Required work — Rewrite the data below with every "Query" changed to "Question", leaving everything else as it is.

######

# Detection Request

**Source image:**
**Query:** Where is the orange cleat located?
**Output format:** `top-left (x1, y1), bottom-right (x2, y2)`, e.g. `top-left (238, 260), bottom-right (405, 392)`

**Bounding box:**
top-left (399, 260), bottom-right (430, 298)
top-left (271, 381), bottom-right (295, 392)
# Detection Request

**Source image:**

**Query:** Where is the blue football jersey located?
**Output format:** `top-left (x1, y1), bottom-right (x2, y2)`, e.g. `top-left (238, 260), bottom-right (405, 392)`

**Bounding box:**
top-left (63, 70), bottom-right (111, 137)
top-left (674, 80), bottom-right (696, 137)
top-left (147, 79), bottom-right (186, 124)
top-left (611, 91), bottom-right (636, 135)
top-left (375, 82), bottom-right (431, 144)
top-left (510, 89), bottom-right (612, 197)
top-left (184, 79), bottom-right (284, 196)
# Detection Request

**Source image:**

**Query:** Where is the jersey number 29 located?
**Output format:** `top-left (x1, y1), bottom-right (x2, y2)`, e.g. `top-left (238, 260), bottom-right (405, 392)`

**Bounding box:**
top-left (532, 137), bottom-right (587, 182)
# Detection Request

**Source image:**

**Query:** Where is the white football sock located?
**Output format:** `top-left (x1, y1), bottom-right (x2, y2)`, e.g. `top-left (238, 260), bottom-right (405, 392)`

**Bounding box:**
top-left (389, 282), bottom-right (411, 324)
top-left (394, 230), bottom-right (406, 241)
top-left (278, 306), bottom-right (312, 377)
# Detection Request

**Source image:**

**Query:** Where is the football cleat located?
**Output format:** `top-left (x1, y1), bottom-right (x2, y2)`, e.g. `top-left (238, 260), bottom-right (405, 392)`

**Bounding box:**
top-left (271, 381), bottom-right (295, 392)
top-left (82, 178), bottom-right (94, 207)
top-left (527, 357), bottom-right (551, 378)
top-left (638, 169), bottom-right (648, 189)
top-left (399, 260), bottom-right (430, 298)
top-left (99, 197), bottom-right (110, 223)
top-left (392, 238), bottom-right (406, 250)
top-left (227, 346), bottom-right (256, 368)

######

Answer to this exercise —
# Detection Request

**Source image:**
**Question:** Where is the orange cleat located?
**Output format:** `top-left (x1, y1), bottom-right (x2, y2)`, e.g. `top-left (238, 260), bottom-right (405, 392)`

**Bounding box:**
top-left (399, 260), bottom-right (430, 298)
top-left (271, 381), bottom-right (295, 392)
# Detection Request

**Source image:**

**Question:** Where is the blue football jersey located?
**Output format:** `top-left (x1, y1), bottom-right (x2, y2)`, e.g. `top-left (238, 260), bottom-right (405, 392)`

**Bounding box:**
top-left (63, 70), bottom-right (111, 137)
top-left (674, 80), bottom-right (696, 137)
top-left (147, 79), bottom-right (186, 124)
top-left (611, 91), bottom-right (636, 135)
top-left (375, 82), bottom-right (431, 144)
top-left (510, 89), bottom-right (612, 197)
top-left (184, 79), bottom-right (284, 196)
# Detection Request

**Source image:**

**Question:** Where is the jersey number 29 located?
**Output format:** `top-left (x1, y1), bottom-right (x2, y2)`, e.g. `top-left (238, 260), bottom-right (405, 392)`

**Bounding box:**
top-left (532, 137), bottom-right (587, 182)
# Detection Request

**Source image:**

**Question:** Where is the white football sock located?
**Output format:** `top-left (x1, y1), bottom-right (x2, y2)`, e.g. `top-left (238, 260), bottom-right (405, 392)`

**Bounding box:**
top-left (389, 282), bottom-right (411, 324)
top-left (394, 230), bottom-right (406, 241)
top-left (278, 306), bottom-right (312, 377)
# Detection Request

**Source image:**

**Question:** Where is the football cleat located?
**Output format:** `top-left (x1, y1), bottom-right (x2, y2)`, e.g. `top-left (238, 260), bottom-right (405, 392)`

**Bounding box:**
top-left (271, 381), bottom-right (295, 392)
top-left (82, 178), bottom-right (94, 207)
top-left (527, 357), bottom-right (551, 378)
top-left (638, 169), bottom-right (648, 189)
top-left (399, 260), bottom-right (430, 298)
top-left (99, 197), bottom-right (110, 223)
top-left (392, 238), bottom-right (406, 250)
top-left (227, 346), bottom-right (256, 368)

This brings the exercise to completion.